- **SUPPLIED TEXT**:
-=-=-

On Thursday EPPA held a media briefing where it slammed the museum, demanding better management for the site which once housed South Africa's most prominent struggle veterans.

EPPA said its members would embark on a hunger strike until their demands were met, according to EWN.

"First and foremost, RIM (Robben Island Museum) would like to state that EPPA never submitted the list of grievances to RIM two weeks ago as alleged in their press briefing of the 29th of November 2018," museum council chairperson Sibusiso Buthelezi said in a statement on Friday.

Management at Robben Island Museum confirmed there had been a meeting with the group's national secretary, Mpho Masemola. However, the museum says that meeting was to discuss charter services to transport visitors to the island.

"The purpose of the meeting was to ask the CEO of RIM to issue a letter of guarantee for their new boat, 'Madiba 2', which they are in the process of procuring from outside the country.

-=-=-

[Source data]
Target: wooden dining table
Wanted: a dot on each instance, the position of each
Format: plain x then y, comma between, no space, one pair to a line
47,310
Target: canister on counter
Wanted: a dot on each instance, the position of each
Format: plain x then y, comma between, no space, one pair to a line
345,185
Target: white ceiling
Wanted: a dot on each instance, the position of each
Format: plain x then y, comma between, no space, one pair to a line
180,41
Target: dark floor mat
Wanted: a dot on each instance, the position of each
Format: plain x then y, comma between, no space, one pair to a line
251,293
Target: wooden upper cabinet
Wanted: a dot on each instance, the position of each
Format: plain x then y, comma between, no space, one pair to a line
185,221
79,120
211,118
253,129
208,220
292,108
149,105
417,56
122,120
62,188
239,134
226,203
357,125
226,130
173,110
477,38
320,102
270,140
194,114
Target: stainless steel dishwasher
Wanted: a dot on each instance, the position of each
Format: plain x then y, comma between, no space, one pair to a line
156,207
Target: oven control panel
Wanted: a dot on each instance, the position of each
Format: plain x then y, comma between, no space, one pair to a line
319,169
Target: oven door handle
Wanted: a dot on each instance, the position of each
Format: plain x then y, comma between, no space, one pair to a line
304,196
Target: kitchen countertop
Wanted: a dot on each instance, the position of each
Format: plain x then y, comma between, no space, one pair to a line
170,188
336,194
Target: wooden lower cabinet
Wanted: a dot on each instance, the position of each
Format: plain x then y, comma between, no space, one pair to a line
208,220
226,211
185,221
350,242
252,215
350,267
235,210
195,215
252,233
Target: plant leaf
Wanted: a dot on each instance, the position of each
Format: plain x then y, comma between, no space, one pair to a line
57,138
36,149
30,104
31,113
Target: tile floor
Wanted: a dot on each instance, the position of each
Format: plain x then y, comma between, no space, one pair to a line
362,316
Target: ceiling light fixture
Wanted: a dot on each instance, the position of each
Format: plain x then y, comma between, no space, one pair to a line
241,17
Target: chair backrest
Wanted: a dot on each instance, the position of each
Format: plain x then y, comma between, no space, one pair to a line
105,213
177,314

-=-=-

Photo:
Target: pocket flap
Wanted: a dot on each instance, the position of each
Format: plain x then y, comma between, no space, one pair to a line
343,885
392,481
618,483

-=-=-

- **EXERCISE INSTRUCTIONS**:
(1) From the Robben Island Museum article, return the passage between "On Thursday EPPA" and "statement on Friday.", inclusive.
(2) List every all-capital abbreviation that appears in the Robben Island Museum article, in order of first appearance.
(3) Write what comes next in the Robben Island Museum article, picking up after its final sentence.

- **THE REPLIES**:
(1)
On Thursday EPPA held a media briefing where it slammed the museum, demanding better management for the site which once housed South Africa's most prominent struggle veterans.

EPPA said its members would embark on a hunger strike until their demands were met, according to EWN.

"First and foremost, RIM (Robben Island Museum) would like to state that EPPA never submitted the list of grievances to RIM two weeks ago as alleged in their press briefing of the 29th of November 2018," museum council chairperson Sibusiso Buthelezi said in a statement on Friday.

(2) EPPA, EWN, RIM, CEO

(3)
Former political prisoners 'sidelined'

"Subsequent to the meeting, Mr Mpho Masemola indicated his unhappiness with RIM's inability to offer such a letter of guarantee which would have resulted in breaching procurement processes. Mr Masemola then threatened to take action including but not limited to going public on the matter of RIM refusing to issue the guarantee letter," Buthelezi alleges.

Masemola has previously accused the Robben Island Museum of sidelining political prisoners, while former political prisoners – "our living heritage" – working on the island as tour guides earn "very little" and are on the same pay scale as tour guides who have no experience of life behind bars, reported News24.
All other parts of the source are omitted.